やること
サニーとオーブリーの母親が心の逃げ場に頼る姿を考えた記事の、最後の文に続けて書いてください。

しかし彼の人間関係は崩れさりました。心を病んだ影響で友達とは会えなくなり、家庭は崩壊。サニーは母親だけが残った家で、引きこもり続けました。

現実世界で家庭や友人関係に居場所を失った、あるいは失ったと感じた彼らはどうなったでしょう。友人がバラバラになり、家に心の居場所を感じなくなった瞬間、彼らは追い詰められていきました。

ヘッドスペースとは、サニーにとって新しい心の拠り所となったのだと思います。受け入れがたい苦痛から目を背け、かつての心の居場所を感じさせてくれる世界。自分を必要としてくれる友人達の居る場所。もちろんずっとこんな場所を頼れば、本当に自分が大切にしていたものは失われていきます。しかし状況が悪くなればなるほど、ますますこの世界を頼ってしまうのかもしれません。不健全な依存のような関係。本来ならどこにも逃げる所などなかったはずです。追い詰められた彼に居場所を与えたのが、ヘッドスペース、そしてオモリという新しい自分だったのだと思います。

頼り過ぎてはいけない存在たち

サニーのこの状態を対比することは難しいかもしれませんが・・。

もし比べるとしたらオーブリーの母親でしょうか。彼女がなぜ、いつからこのような状態になったかはわかりません。オーブリーが4年前から友達を家に呼ばなかったこと。廃品投棄場のゴミを非常に嫌がる様子から、父親が離れる以前から、このような環境だったのではないかと思います(英語版の"her father left"という表現から、死別ではないと解釈しました)。ゴミの種類にビンや缶が異様に多いことから、アルコール依存症を表しているものだと思います。

アルコールは精神的苦痛を和らげたいとき、強く頼られることがあります。ひとときだけ現実を忘れ、重圧から逃れる手段としてです。あるいは大きな問題が頭から離れず眠れない時、それを鎮めるために使う場合もあるといいます。

手元の情報
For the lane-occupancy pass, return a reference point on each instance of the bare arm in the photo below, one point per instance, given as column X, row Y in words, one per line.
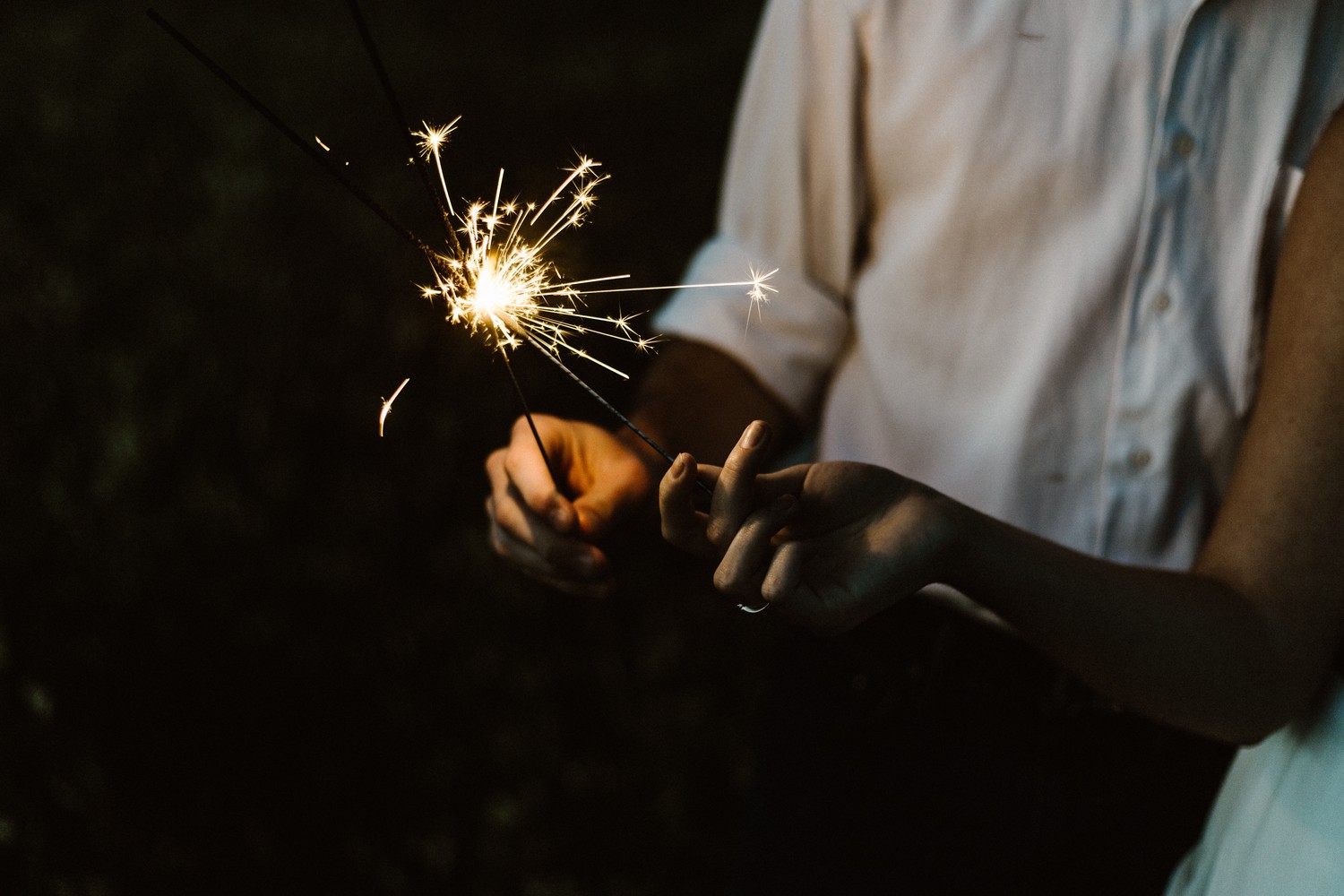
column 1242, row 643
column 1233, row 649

---

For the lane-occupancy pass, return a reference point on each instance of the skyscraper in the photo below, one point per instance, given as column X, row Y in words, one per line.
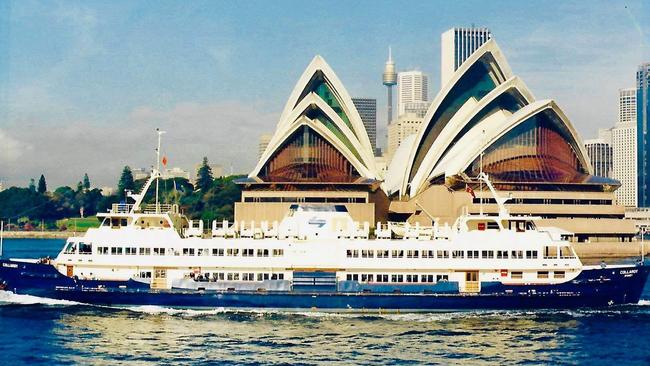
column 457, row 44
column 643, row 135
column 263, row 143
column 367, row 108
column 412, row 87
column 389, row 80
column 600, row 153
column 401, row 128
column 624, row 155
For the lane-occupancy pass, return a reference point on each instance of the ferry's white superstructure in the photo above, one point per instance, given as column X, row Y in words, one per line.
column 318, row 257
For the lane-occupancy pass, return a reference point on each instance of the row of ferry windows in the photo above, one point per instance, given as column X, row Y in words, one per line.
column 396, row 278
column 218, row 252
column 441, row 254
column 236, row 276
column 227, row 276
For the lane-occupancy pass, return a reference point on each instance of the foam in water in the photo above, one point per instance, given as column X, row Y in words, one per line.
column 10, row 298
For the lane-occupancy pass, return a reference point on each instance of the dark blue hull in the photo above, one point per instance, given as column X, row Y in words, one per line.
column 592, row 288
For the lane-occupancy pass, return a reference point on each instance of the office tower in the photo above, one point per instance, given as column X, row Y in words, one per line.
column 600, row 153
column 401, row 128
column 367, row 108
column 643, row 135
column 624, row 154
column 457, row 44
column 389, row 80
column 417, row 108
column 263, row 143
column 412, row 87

解答例
しかし頼り過ぎてしまうと問題です。度が過ぎれば状況を悪くすることになりかねません。犠牲が生まれるとそれがまた精神を追い詰め、アルコールを頼る願望が大きくなる、そういった悪循環が存在するそうです。最初は頼れる存在だったアルコールが、自分をコントロールする主人となっていく。手段だったものから目的になっていく。自分を支配され、それに振り回されてしまう。そうなると自分の意思で克服するのは難しいといいます。

精神的苦痛を和らげるために頼るもの、現実を忘れることができる存在。そしていつの間にか自分をコントロールし始め、支配してしまうもの。サニーがオモリの姿を頼ることは、実はそれほど特別な例ではないのかもしれません。しかし本当に頼りたいものに手が届くなら、そんなものは必要なかったわけです。ケルがサニーを外に連れ出した事は、そうした所にも大きな意味があったと思います。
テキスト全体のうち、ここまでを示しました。